_Given instruction_:
Please reproduce the rows below with every "place a point on it" swapped for "mark it with a point", and change nothing else.
START Records for this exercise
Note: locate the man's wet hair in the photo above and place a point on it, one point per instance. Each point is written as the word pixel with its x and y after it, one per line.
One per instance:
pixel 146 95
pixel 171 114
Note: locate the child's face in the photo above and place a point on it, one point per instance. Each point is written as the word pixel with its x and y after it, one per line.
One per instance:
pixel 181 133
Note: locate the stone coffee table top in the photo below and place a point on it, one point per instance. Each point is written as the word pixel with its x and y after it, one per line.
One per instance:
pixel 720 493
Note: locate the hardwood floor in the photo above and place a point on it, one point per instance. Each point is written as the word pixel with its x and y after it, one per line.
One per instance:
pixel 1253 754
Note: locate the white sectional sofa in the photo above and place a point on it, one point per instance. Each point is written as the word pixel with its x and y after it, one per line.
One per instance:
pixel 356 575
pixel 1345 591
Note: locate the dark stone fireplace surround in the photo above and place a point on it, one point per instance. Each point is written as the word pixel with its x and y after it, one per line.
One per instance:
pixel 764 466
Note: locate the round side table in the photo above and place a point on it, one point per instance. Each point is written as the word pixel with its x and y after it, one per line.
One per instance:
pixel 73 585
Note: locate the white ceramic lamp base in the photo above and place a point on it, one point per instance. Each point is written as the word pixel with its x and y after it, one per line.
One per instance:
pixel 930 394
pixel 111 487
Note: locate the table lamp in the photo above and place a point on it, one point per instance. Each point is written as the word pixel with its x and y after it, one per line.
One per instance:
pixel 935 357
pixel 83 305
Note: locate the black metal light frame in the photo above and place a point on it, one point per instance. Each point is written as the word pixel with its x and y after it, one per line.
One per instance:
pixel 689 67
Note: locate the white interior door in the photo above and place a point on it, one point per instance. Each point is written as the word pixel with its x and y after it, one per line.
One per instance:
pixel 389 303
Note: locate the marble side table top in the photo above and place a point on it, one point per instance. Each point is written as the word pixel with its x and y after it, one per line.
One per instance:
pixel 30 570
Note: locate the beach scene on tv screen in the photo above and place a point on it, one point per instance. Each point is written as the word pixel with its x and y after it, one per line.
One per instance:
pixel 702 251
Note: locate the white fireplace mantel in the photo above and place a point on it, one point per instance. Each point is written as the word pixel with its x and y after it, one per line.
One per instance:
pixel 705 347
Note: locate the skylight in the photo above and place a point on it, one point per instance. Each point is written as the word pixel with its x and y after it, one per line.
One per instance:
END Records for this exercise
_Worked solution_:
Note: locate the man's wet hair in the photo above and mark it with a point, one point per instance. Each point is written as the word pixel with its x and y after it, one per line.
One per instance:
pixel 146 95
pixel 171 114
Note: locate the child's face in the photo above and mark it with a point, one point per instance. Each point is written as the word pixel with its x and y after it, one per line.
One per instance:
pixel 181 133
Note: locate the stone coffee table top in the photo below and mark it with a point, one point per instance. Each point is written as the word pixel with its x and y after it, one per line.
One per instance:
pixel 720 493
Note: locate the hardwood floor in the photo above and mark it with a point, one point per instance. Each point is written as the word pixel with its x and y after it, one per line.
One per instance:
pixel 1253 754
Note: locate the white sectional sofa in the photo above and mark it with a point, one point per instance. Each point is written as the word pixel with its x and y after it, one per line.
One per instance:
pixel 356 575
pixel 1345 591
Note: locate the dark stone fireplace surround in the photo above and mark it with a point, one point per instance. Each point is written as the word pixel with its x and y after it, one per line.
One per instance:
pixel 764 466
Note: locate the round side table in the photo above and mark it with a point, one point per instance. Each point is written as the word pixel with its x and y after it, one per line.
One per instance:
pixel 73 585
Note: locate the white ceramic lamp base in the photo above and mark it with a point, one point per instance. Each point is written as the word pixel with its x and y after it, one per line.
One per instance:
pixel 930 394
pixel 111 487
Note: locate the table lamp in the photo above and mark it with a point, one point per instance. Each point is written as the word pixel with its x and y after it, one per line.
One per instance:
pixel 935 357
pixel 83 305
Note: locate the black metal light frame in the photo above and mark it with a point, one point per instance. Each point is written as the word pixel with its x and y after it, one per line.
One per instance:
pixel 689 67
Note: locate the white interior door in the photo above and mark it with a point, one point per instance. Each point is written as the word pixel with its x and y after it, one per line.
One per instance:
pixel 389 303
Note: locate the marble side table top in the photo above and mark it with a point, one point per instance. Each point is written as the word pixel with its x and y after it, one per line.
One per instance:
pixel 30 570
Note: locate the beach scene on tv screen in the photo above and mark it with a point, one point per instance. Each point is written as the word pixel with its x and y after it, one per line.
One per instance:
pixel 702 251
Note: locate the white fireplace mantel in the photo above and mark it with a point, one point per instance. Each point is written as the word pixel with its x and y after it, one per line.
One per instance:
pixel 705 347
Note: locate the skylight in the photo above and mark it with a point, one point per instance. Each point is written as the word pixel with its x and y after it, one per line.
One per instance:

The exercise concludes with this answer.